(Excerpted records Opens)

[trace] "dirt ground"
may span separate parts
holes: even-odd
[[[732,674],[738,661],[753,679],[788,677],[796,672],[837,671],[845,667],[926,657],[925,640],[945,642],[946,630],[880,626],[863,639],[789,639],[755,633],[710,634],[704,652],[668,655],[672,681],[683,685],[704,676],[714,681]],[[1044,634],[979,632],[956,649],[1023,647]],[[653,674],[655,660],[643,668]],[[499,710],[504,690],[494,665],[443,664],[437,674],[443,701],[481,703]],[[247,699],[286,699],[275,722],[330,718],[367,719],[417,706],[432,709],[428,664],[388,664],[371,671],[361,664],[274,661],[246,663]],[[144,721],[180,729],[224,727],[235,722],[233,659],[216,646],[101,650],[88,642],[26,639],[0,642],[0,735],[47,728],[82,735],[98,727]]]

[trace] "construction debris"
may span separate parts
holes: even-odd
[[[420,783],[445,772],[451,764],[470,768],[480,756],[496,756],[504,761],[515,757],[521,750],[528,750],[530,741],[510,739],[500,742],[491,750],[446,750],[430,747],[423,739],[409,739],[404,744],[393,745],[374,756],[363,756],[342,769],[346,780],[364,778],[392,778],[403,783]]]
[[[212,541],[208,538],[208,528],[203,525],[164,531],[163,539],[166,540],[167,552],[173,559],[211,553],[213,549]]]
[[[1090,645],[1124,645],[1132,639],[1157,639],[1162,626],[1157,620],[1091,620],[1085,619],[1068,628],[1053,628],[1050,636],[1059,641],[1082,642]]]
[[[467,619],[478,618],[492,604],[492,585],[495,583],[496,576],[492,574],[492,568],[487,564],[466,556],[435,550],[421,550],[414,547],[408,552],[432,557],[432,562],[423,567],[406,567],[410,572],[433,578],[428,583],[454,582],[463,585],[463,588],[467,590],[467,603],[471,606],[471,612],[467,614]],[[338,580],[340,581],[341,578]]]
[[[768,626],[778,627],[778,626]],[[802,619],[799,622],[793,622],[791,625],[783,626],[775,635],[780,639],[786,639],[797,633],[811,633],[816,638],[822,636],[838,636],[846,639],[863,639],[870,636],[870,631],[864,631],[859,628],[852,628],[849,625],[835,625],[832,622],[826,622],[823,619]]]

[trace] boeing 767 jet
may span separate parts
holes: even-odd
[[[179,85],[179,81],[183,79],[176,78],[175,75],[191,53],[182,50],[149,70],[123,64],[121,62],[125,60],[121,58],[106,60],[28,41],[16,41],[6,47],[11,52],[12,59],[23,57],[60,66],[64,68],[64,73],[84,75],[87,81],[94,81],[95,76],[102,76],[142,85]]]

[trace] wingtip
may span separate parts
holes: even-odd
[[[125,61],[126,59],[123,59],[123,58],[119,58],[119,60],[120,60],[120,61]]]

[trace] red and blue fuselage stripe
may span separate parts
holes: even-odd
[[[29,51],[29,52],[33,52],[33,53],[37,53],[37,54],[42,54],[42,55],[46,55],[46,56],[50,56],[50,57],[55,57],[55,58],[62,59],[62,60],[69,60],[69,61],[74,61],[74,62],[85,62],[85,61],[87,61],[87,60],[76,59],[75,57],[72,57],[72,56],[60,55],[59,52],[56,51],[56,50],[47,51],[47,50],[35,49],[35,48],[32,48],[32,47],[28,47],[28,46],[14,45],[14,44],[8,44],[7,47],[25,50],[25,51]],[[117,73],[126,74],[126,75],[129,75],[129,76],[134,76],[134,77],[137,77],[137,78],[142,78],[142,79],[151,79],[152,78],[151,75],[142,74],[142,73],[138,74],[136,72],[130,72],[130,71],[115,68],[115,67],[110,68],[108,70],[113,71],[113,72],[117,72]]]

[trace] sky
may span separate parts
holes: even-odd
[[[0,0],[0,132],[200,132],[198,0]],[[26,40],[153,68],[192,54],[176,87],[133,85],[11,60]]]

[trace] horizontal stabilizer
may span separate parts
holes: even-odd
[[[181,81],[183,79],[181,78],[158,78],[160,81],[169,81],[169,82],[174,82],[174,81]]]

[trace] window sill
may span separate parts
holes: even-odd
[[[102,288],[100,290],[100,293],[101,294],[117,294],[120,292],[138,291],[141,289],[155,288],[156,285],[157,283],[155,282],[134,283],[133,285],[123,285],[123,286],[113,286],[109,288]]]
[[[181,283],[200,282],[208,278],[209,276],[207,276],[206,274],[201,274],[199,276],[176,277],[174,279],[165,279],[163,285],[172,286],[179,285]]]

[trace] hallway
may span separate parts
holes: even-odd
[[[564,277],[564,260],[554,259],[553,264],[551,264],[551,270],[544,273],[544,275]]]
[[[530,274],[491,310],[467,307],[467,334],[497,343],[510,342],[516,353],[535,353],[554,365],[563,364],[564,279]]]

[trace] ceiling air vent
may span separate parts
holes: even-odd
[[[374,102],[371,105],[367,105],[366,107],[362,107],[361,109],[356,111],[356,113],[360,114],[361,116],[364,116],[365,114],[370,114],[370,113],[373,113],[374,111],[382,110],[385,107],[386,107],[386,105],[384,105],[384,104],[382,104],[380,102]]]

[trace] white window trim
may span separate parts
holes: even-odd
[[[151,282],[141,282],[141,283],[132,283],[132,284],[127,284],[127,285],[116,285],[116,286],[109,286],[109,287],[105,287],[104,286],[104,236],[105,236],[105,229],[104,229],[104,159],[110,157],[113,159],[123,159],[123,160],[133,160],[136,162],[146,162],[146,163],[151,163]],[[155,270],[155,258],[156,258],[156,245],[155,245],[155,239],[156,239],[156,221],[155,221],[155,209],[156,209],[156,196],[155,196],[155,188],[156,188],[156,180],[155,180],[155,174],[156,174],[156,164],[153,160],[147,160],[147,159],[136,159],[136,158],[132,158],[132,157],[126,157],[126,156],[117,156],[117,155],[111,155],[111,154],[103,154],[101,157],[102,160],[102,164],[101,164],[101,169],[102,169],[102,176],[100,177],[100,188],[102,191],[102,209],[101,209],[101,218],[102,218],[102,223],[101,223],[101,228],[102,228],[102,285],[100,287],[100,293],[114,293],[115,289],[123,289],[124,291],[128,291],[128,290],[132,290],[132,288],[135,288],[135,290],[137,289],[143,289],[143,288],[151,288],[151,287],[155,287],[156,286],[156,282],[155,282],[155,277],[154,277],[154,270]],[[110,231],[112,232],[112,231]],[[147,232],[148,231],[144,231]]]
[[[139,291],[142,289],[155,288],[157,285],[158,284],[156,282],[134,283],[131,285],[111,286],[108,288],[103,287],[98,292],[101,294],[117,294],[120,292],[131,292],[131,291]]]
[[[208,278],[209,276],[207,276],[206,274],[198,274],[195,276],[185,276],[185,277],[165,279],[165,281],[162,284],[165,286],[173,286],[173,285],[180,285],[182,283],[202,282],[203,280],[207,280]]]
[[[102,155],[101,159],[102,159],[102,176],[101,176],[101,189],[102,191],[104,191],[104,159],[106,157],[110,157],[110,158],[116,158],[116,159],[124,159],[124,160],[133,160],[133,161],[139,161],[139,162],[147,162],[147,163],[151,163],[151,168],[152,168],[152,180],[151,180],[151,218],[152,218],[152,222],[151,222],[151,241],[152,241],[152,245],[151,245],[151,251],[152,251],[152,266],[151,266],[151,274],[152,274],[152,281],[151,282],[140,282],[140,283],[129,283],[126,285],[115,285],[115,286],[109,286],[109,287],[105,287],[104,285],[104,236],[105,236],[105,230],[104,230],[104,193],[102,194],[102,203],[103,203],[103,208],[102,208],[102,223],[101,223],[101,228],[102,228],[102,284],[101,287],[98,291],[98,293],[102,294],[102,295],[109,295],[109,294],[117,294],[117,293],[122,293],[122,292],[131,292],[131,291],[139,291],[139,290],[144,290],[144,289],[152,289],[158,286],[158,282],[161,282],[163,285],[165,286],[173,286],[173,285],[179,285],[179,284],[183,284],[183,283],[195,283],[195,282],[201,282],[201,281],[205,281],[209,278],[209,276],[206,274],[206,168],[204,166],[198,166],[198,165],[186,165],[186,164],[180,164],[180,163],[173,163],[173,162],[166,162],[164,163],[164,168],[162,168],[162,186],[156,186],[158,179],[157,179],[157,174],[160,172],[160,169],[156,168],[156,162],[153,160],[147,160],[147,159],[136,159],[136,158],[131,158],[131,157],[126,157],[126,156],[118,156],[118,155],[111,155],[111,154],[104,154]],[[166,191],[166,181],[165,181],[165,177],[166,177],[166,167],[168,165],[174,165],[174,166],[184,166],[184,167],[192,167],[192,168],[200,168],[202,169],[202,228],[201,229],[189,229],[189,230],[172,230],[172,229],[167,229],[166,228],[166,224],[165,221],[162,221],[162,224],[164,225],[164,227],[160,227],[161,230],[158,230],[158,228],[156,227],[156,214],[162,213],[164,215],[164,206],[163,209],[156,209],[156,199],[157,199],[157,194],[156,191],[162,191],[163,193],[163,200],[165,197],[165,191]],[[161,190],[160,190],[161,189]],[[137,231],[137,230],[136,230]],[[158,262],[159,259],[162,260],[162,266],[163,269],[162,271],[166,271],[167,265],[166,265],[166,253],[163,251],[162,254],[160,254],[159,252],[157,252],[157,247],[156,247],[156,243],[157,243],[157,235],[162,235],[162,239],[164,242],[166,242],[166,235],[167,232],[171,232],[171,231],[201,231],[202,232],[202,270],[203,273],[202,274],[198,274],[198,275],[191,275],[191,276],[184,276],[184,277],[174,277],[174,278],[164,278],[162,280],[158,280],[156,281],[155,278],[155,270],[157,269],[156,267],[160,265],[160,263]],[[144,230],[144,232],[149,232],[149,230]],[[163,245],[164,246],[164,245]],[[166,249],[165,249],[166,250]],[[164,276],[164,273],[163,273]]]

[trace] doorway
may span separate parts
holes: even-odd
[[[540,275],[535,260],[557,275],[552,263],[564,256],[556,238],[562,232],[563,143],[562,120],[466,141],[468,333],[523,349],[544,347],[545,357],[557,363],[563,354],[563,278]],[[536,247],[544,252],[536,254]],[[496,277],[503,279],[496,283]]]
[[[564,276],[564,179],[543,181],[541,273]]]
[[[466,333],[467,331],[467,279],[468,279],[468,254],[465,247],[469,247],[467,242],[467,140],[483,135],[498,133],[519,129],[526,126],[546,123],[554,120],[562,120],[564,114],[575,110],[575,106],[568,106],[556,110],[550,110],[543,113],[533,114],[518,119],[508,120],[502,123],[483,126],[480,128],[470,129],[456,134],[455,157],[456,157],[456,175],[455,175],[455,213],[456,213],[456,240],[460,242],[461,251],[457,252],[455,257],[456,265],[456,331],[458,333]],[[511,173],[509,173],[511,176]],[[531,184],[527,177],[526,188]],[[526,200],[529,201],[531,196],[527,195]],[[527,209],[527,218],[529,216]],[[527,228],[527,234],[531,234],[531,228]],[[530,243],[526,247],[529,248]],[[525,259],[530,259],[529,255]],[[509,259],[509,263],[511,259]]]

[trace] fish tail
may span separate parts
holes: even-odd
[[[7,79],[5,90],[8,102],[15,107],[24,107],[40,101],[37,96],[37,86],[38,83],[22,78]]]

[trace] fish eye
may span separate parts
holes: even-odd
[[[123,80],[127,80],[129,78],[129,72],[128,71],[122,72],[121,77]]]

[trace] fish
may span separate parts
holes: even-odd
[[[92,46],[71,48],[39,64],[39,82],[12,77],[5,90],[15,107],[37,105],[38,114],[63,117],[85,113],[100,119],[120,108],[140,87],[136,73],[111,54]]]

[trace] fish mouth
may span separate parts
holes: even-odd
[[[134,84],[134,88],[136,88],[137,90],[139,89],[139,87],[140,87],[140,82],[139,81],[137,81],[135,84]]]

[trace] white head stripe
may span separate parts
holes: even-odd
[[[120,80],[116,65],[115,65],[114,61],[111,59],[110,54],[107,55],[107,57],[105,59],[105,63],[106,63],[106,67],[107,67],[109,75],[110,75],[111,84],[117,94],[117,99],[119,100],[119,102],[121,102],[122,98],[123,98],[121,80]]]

(Excerpted records Closes)

-- Work request --
Take from the listing above each line in which the string "stripe" is found.

-- Response to the exercise --
[trace] red and blue fuselage stripe
[trace] white head stripe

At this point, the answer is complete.